**Selected text:**
----
Josh Brown, a licensed plumber, found his inspiration from the 218,000 strong Reddit Kerbal community. “Didn't think anything like this was possible until I saw one posted. Then I looked up KSP serial io and that got me rolling.”
IT architect Hugo Peeters also found a hook in the community, but wanted something more his own style. “Many folks try to replicate Apollo controls, but I didn’t. I tried to make it useful to my style of playing. It’s very functional. And I just had to include some of those sexy safety switches. Those make every launch so much more fun.”
Looking over the plethora of designs, building one of these controllers seems costly. A bevy of LED lights, an Arduino open source board, switches, and on and on. Many of these pieces look impressive by themselves. Gamarra's beautiful edges and clean faceplate work looks professional. Peeters' fetching design evokes practicality and looks with laser cut lettering as the topper.
Those who responded stated costs ranging from $150-$300 US dollars, some of that spent on soldering irons and such for the new DIYers. If you're adventurous, it's possible to cut down on that total.
“The case is a recycled educational computer from the 70s,” says Gamarra. “Things like that are one of a kind and sell for a lot online but if you are a hoarder and know the right people you can get them free.” Take a peek at thrifts stores, any second hand shops, or anywhere aging electronics reside. It's worth a shot for any hobbyist. Parts exist everywhere if online prices are a shock to the wallet.
The actual time involved in building a custom Kerbal controller varies wildly. Joyce Mayorga built her current cardboard prototype in her spare time off from her Netflix-based day job. “I took about 2-3 weeks to order all the parts and put what I have together. I wasn’t working on it constantly, just every now and then. Right now, I just have a cardboard prototype with only a few controls hooked up. I probably have a week or so of work until the whole thing is done, barring issues with it.”
Mayorga's controller doesn't have a fancy box, but it does have a fully functioning joystick and a big red launch button (with a safety toggle).
Peeters, who stated he never tried anything of this nature before, spread his project out long term. “I got a prototype (built in a shoe box) working in September 2017, working on it several nights a week. Then came a 2-month period of designing the final layout and enclosure, learning how to create a design for laser cutting by watching tutorial videos and ordering parts. In December and halfway into January I built the final controller, again working on it several nights a week and thinking through the remaining steps every waking moment.”
The builders I talked to consistently referenced community resources. Peeters posted his process to Instructables, and so did Gamarra. “I made my design freely available on instructables.com so others can re-build it. It seemed only fair since I could never have built this without others sharing their work before me. … I shared my parts list, design files for laser cutting, and code to make it easier for others to attempt. It’s still going to require some problem solving of your own, but that’s half the fun,” says Gamarra.
In addition to the standard Kerbal subreddit, an entire Reddit community formed around the controllers themselves, with more than 1,000 members. There, users can ask questions, browse the processes, or even gain the courage to hoist up their soldering iron.
Is it worth it for the longtime Kerbal player? It was for Josh Brown. “It makes the game that much more enjoyable, it not only makes the game easier, but way more immersive and as a result way more fun," he said. And if you're interested in making your own controller, Kerbal community members are there to help, dedicated not only to enhancing their own journeys to the Mun, but also the journeys of others. "It was not that difficult and the community is very helpful in troubleshooting problems," said Brown.
----
**Directions:**
[a] Reproduce the part of the article on homemade Kerbal controllers starting with "The actual time" and going on through "a safety toggle).".
[b] In the article on homemade Kerbal controllers, what range of costs did the builders who responded report?

Stored records:
----
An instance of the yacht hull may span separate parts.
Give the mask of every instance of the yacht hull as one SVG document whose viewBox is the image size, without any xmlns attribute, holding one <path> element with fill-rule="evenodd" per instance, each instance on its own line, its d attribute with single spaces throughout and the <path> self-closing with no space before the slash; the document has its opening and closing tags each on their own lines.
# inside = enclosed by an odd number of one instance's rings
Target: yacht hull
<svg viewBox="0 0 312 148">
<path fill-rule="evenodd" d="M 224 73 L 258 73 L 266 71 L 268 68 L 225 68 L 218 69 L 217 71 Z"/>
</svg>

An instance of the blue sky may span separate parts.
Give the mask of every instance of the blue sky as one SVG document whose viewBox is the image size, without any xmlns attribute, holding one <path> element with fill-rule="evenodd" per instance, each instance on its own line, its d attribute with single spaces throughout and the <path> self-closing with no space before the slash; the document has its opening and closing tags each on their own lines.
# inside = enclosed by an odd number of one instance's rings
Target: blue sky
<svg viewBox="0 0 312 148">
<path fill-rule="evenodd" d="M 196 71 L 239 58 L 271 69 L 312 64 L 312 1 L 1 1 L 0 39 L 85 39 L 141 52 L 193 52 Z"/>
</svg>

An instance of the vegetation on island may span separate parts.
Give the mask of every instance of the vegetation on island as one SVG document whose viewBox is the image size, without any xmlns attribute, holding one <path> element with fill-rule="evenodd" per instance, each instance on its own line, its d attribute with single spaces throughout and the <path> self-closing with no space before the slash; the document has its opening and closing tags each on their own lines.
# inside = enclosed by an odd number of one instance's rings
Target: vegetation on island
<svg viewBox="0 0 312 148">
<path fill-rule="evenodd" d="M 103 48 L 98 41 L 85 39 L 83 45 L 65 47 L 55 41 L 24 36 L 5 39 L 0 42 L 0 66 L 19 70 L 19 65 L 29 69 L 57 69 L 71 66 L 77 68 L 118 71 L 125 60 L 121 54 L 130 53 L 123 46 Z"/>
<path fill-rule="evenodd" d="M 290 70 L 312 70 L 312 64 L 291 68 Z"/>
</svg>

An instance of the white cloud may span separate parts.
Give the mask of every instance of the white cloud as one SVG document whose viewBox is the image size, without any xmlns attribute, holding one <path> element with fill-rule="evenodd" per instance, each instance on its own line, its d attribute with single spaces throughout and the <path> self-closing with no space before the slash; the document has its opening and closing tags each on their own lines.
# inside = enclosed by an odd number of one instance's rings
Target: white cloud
----
**Your responses:**
[a]
The actual time involved in building a custom Kerbal controller varies wildly. Joyce Mayorga built her current cardboard prototype in her spare time off from her Netflix-based day job. “I took about 2-3 weeks to order all the parts and put what I have together. I wasn’t working on it constantly, just every now and then. Right now, I just have a cardboard prototype with only a few controls hooked up. I probably have a week or so of work until the whole thing is done, barring issues with it.”
Mayorga's controller doesn't have a fancy box, but it does have a fully functioning joystick and a big red launch button (with a safety toggle).

[b] $150 to $300 US dollars.